WHAT YOU NEED TO DO -> Update the material below by changing every "Mark with bounding boxes" to "Outline with boxes", and keep everything else the same.

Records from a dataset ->

***

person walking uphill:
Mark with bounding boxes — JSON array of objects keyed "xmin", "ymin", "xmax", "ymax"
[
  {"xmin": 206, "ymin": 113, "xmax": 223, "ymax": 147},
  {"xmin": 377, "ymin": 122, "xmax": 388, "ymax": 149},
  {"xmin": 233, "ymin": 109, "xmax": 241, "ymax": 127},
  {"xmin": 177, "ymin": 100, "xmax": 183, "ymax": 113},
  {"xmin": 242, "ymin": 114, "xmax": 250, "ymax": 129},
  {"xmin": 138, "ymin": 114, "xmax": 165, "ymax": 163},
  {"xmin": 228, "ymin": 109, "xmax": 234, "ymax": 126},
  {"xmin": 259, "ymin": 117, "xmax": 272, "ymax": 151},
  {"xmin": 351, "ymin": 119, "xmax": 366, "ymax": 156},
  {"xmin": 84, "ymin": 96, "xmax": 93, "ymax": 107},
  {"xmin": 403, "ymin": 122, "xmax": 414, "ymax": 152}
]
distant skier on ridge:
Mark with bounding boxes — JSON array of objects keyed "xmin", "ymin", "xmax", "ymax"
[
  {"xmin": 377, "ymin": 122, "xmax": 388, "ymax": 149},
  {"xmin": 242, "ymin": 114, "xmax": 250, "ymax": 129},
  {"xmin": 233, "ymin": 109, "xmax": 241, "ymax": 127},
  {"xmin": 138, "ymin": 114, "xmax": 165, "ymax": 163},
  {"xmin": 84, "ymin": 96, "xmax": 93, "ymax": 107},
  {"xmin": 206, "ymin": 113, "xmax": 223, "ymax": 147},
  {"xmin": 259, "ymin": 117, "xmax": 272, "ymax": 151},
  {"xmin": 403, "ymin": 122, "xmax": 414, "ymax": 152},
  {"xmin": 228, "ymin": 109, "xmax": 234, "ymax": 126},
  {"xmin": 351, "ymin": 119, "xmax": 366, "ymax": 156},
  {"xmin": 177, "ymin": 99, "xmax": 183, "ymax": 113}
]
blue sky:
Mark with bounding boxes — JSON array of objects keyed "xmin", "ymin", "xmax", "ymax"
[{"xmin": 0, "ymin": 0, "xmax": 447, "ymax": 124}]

***

RESULT ->
person walking uphill:
Outline with boxes — JSON array of objects keyed "xmin", "ymin", "xmax", "ymax"
[
  {"xmin": 206, "ymin": 113, "xmax": 223, "ymax": 147},
  {"xmin": 377, "ymin": 122, "xmax": 388, "ymax": 149},
  {"xmin": 233, "ymin": 109, "xmax": 241, "ymax": 127},
  {"xmin": 177, "ymin": 100, "xmax": 183, "ymax": 113},
  {"xmin": 242, "ymin": 114, "xmax": 250, "ymax": 129},
  {"xmin": 138, "ymin": 114, "xmax": 165, "ymax": 163},
  {"xmin": 228, "ymin": 109, "xmax": 234, "ymax": 126},
  {"xmin": 259, "ymin": 117, "xmax": 272, "ymax": 151},
  {"xmin": 351, "ymin": 119, "xmax": 366, "ymax": 156},
  {"xmin": 84, "ymin": 96, "xmax": 93, "ymax": 107},
  {"xmin": 403, "ymin": 122, "xmax": 414, "ymax": 152}
]
distant skier on ridge:
Outline with boxes — JSON array of objects keyed "xmin", "ymin", "xmax", "ymax"
[
  {"xmin": 377, "ymin": 122, "xmax": 388, "ymax": 149},
  {"xmin": 242, "ymin": 114, "xmax": 250, "ymax": 129},
  {"xmin": 233, "ymin": 109, "xmax": 241, "ymax": 127},
  {"xmin": 138, "ymin": 114, "xmax": 165, "ymax": 163},
  {"xmin": 84, "ymin": 96, "xmax": 93, "ymax": 107},
  {"xmin": 206, "ymin": 113, "xmax": 223, "ymax": 147},
  {"xmin": 259, "ymin": 117, "xmax": 272, "ymax": 151},
  {"xmin": 403, "ymin": 122, "xmax": 414, "ymax": 152},
  {"xmin": 228, "ymin": 109, "xmax": 234, "ymax": 126},
  {"xmin": 351, "ymin": 119, "xmax": 366, "ymax": 156},
  {"xmin": 177, "ymin": 99, "xmax": 183, "ymax": 113}
]
blue sky:
Outline with boxes — JSON array of objects keyed "xmin", "ymin", "xmax", "ymax"
[{"xmin": 0, "ymin": 0, "xmax": 447, "ymax": 124}]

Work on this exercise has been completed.